__Work request__. Your answer must be every record below, written out exactly as it appears.

|---|

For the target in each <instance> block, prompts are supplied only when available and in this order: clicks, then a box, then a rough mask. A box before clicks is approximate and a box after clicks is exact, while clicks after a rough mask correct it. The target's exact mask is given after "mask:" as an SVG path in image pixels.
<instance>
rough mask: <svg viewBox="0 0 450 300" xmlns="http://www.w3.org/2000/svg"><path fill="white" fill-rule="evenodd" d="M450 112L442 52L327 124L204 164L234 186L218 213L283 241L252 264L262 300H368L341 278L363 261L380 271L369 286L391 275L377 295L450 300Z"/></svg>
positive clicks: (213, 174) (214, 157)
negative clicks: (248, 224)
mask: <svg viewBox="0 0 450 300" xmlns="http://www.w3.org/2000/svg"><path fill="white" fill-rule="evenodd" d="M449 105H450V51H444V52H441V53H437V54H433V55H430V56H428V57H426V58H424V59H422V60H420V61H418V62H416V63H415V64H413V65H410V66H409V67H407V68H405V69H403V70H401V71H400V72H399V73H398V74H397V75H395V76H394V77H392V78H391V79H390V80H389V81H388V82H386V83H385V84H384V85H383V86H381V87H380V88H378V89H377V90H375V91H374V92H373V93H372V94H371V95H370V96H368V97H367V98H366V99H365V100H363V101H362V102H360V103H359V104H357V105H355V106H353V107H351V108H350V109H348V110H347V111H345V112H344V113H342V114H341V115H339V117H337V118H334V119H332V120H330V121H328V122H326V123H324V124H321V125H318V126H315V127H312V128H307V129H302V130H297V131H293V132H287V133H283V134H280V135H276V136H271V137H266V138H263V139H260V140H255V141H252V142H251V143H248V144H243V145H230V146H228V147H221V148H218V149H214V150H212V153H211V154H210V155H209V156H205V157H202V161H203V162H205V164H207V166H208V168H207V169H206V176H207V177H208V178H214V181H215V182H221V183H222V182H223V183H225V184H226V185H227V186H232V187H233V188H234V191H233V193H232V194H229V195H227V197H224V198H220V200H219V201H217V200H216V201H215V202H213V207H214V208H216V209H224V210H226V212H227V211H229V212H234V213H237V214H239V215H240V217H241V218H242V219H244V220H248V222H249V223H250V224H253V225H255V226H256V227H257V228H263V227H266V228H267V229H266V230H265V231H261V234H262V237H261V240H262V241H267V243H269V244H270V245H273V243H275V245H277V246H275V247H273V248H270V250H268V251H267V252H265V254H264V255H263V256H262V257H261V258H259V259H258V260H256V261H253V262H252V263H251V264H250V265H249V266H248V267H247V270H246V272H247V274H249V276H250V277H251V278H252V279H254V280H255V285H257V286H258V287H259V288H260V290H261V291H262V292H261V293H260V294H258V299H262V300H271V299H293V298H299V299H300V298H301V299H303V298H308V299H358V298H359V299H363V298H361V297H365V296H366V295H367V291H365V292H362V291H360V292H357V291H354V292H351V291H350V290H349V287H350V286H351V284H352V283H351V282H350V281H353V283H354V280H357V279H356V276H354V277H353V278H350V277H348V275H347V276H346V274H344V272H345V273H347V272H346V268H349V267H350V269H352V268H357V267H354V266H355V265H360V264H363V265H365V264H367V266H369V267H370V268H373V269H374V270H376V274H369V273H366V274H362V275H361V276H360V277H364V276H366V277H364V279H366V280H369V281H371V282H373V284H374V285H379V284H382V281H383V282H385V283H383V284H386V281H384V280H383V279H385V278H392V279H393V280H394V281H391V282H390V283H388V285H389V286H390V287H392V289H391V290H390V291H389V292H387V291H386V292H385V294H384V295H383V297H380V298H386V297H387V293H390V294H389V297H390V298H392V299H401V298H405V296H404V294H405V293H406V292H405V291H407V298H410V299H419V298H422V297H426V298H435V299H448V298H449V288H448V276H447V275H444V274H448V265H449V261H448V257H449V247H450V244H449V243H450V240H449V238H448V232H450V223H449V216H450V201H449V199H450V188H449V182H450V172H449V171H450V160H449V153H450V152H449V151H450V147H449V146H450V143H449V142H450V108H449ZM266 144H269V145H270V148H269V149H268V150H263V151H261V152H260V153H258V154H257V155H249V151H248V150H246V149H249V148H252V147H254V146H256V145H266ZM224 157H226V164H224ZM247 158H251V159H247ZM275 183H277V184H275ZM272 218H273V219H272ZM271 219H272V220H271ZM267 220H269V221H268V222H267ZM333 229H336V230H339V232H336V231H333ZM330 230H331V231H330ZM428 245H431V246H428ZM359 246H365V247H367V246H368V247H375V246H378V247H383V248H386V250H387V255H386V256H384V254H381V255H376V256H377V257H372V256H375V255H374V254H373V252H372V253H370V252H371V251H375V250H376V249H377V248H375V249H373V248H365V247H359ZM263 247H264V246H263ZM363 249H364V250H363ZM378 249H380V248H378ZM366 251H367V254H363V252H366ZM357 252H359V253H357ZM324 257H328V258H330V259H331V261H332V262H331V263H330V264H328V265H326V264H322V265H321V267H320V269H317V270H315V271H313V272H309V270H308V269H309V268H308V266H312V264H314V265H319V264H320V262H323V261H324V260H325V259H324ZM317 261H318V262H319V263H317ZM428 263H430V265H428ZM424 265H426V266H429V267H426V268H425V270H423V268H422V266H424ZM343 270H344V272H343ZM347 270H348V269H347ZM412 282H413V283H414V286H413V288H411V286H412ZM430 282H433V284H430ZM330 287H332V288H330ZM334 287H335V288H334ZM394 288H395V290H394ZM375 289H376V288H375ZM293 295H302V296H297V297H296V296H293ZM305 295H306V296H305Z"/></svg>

|---|

__Exercise answer__.
For the target in each <instance> block, prompts are supplied only when available and in this order: clicks, then a box, then a rough mask. A box before clicks is approximate and a box after clicks is exact, while clicks after a rough mask correct it. The target's exact mask is given after "mask:" as an SVG path in image pixels.
<instance>
rough mask: <svg viewBox="0 0 450 300" xmlns="http://www.w3.org/2000/svg"><path fill="white" fill-rule="evenodd" d="M450 112L442 52L327 124L204 164L234 186L218 213L283 241L252 264L262 300H368L341 278L363 261L380 271L369 286L391 275L377 295L450 300Z"/></svg>
positive clicks: (213, 174) (214, 157)
negative clicks: (248, 224)
mask: <svg viewBox="0 0 450 300" xmlns="http://www.w3.org/2000/svg"><path fill="white" fill-rule="evenodd" d="M449 105H450V51H444V52H441V53H437V54H433V55H430V56H428V57H426V58H424V59H422V60H420V61H418V62H416V63H415V64H413V65H410V66H409V67H407V68H405V69H403V70H401V71H400V72H399V73H398V74H397V75H395V76H394V77H392V78H391V79H390V80H389V81H388V82H386V83H385V84H384V85H383V86H381V87H380V88H378V89H377V90H375V91H374V92H373V93H372V94H371V95H370V96H368V97H367V98H366V99H365V100H363V101H362V102H360V103H359V104H357V105H355V106H353V107H351V108H350V109H348V110H347V111H345V112H344V113H342V114H341V115H339V117H337V118H334V119H332V120H330V121H328V122H326V123H324V124H321V125H318V126H315V127H312V128H307V129H302V130H297V131H293V132H287V133H283V134H280V135H276V136H271V137H266V138H263V139H260V140H255V141H252V142H251V143H248V144H243V145H230V146H228V147H221V148H218V149H214V150H212V153H211V154H210V155H209V156H205V157H202V161H203V162H205V164H207V166H208V168H207V169H206V176H207V177H208V178H214V181H215V182H221V183H222V182H223V183H225V184H226V185H227V186H232V187H233V188H234V191H233V193H232V194H229V195H227V197H224V198H220V200H219V201H217V200H216V201H215V202H213V207H214V208H216V209H224V210H226V212H227V211H229V212H234V213H237V214H239V215H240V217H241V218H242V219H244V220H248V222H249V223H250V224H253V225H255V226H256V227H257V228H263V227H266V228H267V229H266V230H265V231H261V234H262V237H261V240H262V241H267V243H269V244H270V245H273V243H275V245H277V246H275V247H273V248H270V250H268V251H267V252H265V254H264V255H263V256H262V257H261V258H259V259H258V260H256V261H253V262H252V263H251V264H250V265H249V266H248V267H247V270H246V272H247V274H249V276H250V277H251V278H252V279H254V280H255V285H257V286H258V287H259V288H260V290H261V291H262V292H261V293H260V294H258V299H262V300H271V299H293V298H299V299H300V298H301V299H303V298H308V299H358V298H359V299H363V298H361V297H365V296H366V295H367V291H365V292H362V291H360V292H357V291H354V292H351V291H350V290H349V287H350V286H351V284H352V283H351V282H350V281H353V283H354V280H357V279H356V276H354V277H353V278H350V277H348V275H347V276H346V274H344V272H345V273H347V272H346V268H349V267H350V269H352V268H357V267H354V266H355V265H360V264H363V265H365V264H367V266H369V267H370V268H373V269H374V270H376V274H369V273H366V274H362V275H361V276H360V277H364V276H366V277H364V279H366V280H369V281H371V282H373V284H374V285H379V284H382V281H383V282H385V283H383V284H386V281H384V280H383V279H385V278H392V279H393V280H394V281H391V282H390V283H388V285H389V286H390V287H392V289H391V290H390V291H389V292H387V291H386V292H385V294H384V295H383V297H380V298H386V297H387V293H390V294H389V297H390V298H392V299H401V298H405V296H404V294H405V293H406V292H405V291H407V298H410V299H419V298H422V297H426V298H435V299H448V298H449V288H448V276H447V275H444V274H448V265H449V261H448V257H449V247H450V244H449V243H450V240H449V238H448V232H450V223H449V216H450V201H449V199H450V188H449V182H450V172H449V171H450V160H449V153H450V152H449V151H450V147H449V146H450V143H449V142H450V108H449ZM266 144H269V145H270V148H269V149H268V150H263V151H261V152H260V153H258V154H257V155H249V151H248V150H246V149H249V148H252V147H254V146H256V145H266ZM224 157H226V164H224ZM247 158H251V159H247ZM275 183H277V184H275ZM272 218H273V219H272ZM271 219H272V220H271ZM267 220H269V221H268V222H267ZM333 229H336V230H339V232H336V231H333ZM330 230H331V231H330ZM428 245H431V246H428ZM359 246H365V247H367V246H368V247H375V246H378V247H383V248H386V250H387V255H386V256H384V254H381V255H376V256H377V257H372V256H375V255H374V254H373V252H372V253H370V252H371V251H375V250H376V249H377V248H375V249H373V248H365V247H359ZM263 247H264V246H263ZM363 249H364V250H363ZM378 249H380V248H378ZM366 251H367V254H363V252H366ZM357 252H359V253H357ZM324 257H328V258H330V259H331V261H332V262H331V263H330V264H328V265H326V264H322V265H321V267H320V269H317V270H315V271H313V272H309V270H308V269H309V268H308V266H312V264H314V265H319V264H320V262H323V261H324V260H325V259H324ZM317 261H318V262H319V263H317ZM428 263H430V265H428ZM424 265H426V266H429V267H426V268H425V270H423V268H422V266H424ZM343 270H344V272H343ZM347 270H348V269H347ZM412 282H413V283H414V286H413V288H411V286H412ZM430 282H433V284H430ZM330 287H332V288H330ZM334 287H335V288H334ZM394 288H395V290H394ZM375 289H376V288H375ZM293 295H302V296H297V297H296V296H293ZM305 295H306V296H305Z"/></svg>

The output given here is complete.